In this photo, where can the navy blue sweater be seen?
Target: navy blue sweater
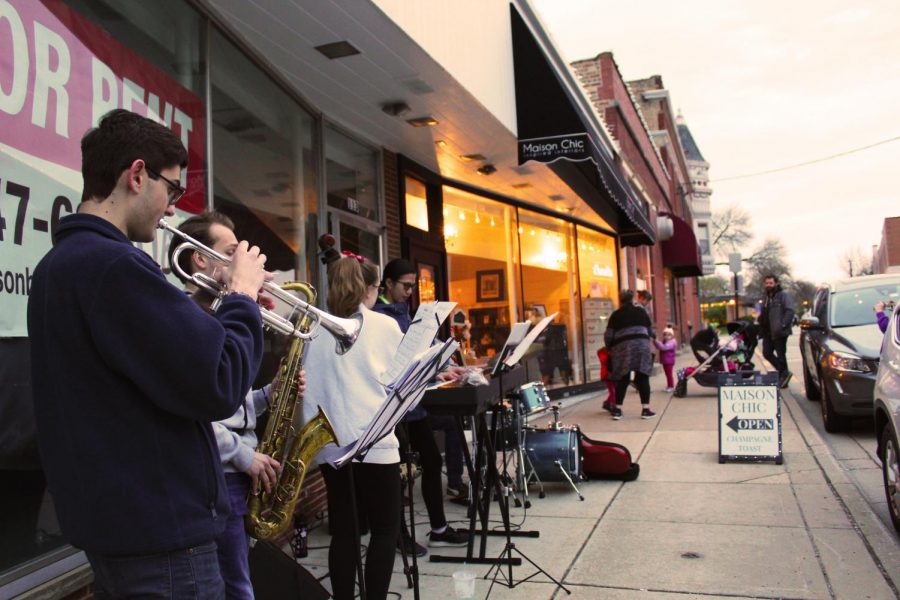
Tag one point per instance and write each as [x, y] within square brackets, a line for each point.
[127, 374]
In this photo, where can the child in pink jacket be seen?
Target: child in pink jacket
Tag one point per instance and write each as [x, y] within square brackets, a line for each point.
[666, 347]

◆ ◆ ◆ ◆ ◆ ◆ ◆

Do this: Rewrite all of the records above with "instance" changed to "item" everywhere and nothing else altered. Leave the pictures out.

Reply to the task:
In this photo, where can the navy blue sweater be seen?
Target: navy blue sweater
Tag one point per item and write each as [x, y] within square brackets, a line for each point.
[127, 374]
In this photo, where can the child in pink jacket be seen?
Target: child in pink jacket
Tag one point per item and write each as [x, y] within square brackets, a line for each point.
[666, 347]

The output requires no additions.